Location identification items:

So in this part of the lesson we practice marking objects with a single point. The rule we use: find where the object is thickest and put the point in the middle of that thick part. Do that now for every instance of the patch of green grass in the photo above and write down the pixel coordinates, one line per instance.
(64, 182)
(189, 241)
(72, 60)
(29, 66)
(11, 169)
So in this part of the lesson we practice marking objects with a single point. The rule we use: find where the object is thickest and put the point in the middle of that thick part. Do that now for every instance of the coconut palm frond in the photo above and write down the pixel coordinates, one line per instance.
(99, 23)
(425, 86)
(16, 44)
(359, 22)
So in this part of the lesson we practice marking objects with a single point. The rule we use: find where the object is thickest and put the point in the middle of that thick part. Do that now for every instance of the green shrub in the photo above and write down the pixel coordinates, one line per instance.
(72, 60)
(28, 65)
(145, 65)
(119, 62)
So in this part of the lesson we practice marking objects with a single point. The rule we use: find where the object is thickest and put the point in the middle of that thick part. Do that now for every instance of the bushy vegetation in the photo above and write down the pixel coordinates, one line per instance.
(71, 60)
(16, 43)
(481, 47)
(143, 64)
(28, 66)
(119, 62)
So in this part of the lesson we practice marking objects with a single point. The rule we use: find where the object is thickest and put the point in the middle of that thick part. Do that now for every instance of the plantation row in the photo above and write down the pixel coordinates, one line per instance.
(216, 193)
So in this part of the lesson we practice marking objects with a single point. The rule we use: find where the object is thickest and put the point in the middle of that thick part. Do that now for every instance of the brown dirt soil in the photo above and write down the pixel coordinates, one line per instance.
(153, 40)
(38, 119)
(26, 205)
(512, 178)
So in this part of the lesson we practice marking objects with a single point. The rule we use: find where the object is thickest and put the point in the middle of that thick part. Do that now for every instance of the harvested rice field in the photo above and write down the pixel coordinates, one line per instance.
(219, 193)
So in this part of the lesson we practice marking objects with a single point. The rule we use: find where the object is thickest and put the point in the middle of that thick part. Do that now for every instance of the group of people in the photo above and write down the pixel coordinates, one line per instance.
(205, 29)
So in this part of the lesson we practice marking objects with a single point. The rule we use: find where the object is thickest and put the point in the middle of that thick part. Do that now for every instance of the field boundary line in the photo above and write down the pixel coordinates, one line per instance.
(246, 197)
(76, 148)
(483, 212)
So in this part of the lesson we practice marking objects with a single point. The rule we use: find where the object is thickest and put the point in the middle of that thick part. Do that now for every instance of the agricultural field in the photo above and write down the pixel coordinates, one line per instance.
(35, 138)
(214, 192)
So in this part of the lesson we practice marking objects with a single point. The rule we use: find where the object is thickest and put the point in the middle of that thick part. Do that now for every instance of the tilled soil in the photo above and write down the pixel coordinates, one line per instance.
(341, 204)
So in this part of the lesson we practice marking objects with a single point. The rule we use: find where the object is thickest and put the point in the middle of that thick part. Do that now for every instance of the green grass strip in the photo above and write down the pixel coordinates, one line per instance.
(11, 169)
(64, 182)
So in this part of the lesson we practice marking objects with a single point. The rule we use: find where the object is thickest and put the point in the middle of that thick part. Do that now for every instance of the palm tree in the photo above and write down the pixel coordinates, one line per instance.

_Goal:_
Print every line of the records exactly. Omit nothing.

_Response for this exercise:_
So in this part of the lesson we practice marking objects with a single point. The rule we use: find where the object is thickest and put the point in the middle of that thick part. Do that now for every instance of the patch of green grass in the photo above and write down the pixel coordinates, one line per instance.
(64, 182)
(189, 241)
(72, 60)
(29, 66)
(11, 169)
So in this part of the lesson we practice marking objects with a single point. The rule we use: find where the object is thickest and put the point in the middle of that thick part. Do that now for every instance of the coconut palm frond in the photo above and write down the pixel coordinates, one line per instance.
(99, 23)
(425, 86)
(16, 44)
(359, 22)
So in this part of the lesson we practice marking objects with a single point. The rule we use: find where the object is thickest and put the point in the middle of that thick part. Do that now for every instance of the green shrub in the photo above and write down the pixel coordinates, one line per instance.
(72, 60)
(28, 65)
(145, 65)
(119, 62)
So in this part of the lesson we practice marking objects with a single point. The rule we use: find where the object is thickest and put the point in the middle of that thick part. Do that now for every instance of the bushy vegetation in the photo above and write down the pixel coordinates, one line per instance.
(71, 60)
(16, 43)
(481, 47)
(143, 64)
(28, 66)
(119, 62)
So in this part of the lesson we practice marking objects with a single point. The rule we use: find where the object is thickest and put the point in the middle of that thick part. Do that now for every instance of the plantation row in the photo above and write down the pixel coordinates, one line per instance.
(216, 193)
So in this part of the lesson we practice marking objects with a single point. The rule we use: find where the object is thickest and put the point in the middle of that thick part. Do that now for every instance of the brown dirt soil in the photo above and write down the pixel coordinates, one line per instance.
(153, 40)
(38, 119)
(26, 205)
(512, 178)
So in this part of the lesson we practice marking objects with a single point. The rule we use: find where the object is thickest and put the point in the middle of that thick part. Do that now for every instance of the harvested rice field in the photo above and write down the pixel coordinates, one line per instance.
(219, 193)
So in this part of the lesson we practice marking objects with a single point. The rule we use: find where the object is thickest and put the point in the middle of that thick part. Do that now for every instance of the group of people in the photo above and write down the pixel coordinates, one line per instance.
(205, 29)
So in this part of the lesson we practice marking objects with a single point. The rule we use: find where the object is thickest and put the point in the middle of that thick part. Do that now for every instance of the field boundary line in the photo above and write down the pixel coordinates, one line per instance.
(246, 197)
(76, 148)
(483, 212)
So in this part of the lesson we practice marking objects with a single point. The rule we use: find where the object is thickest and put the point in the middle of that thick part. Do that now for every instance of the agricultural field in the photo above and write down the pixel coordinates, one line per instance.
(35, 138)
(214, 192)
So in this part of the lesson we practice marking objects with a single point. The rule we use: find where the object is thickest and put the point in the middle of that thick part. Do that now for every instance of the tilled soil in the photo above and write down the pixel coordinates, one line per instance.
(341, 204)
So in this part of the lesson we practice marking objects with a single point. The rule we use: find where the object is thickest and put the point in the middle of that thick part. Do that now for every instance of the green grass strip in the photo above and write down the pixel coordinates, one line per instance.
(11, 169)
(64, 182)
So in this part of the lesson we practice marking objects with a single point. The rule we use: find where the object is thickest and put the point in the middle of that thick part. Do that now for every instance of the palm tree in the photo above and write down the pixel coordinates, one line per instance.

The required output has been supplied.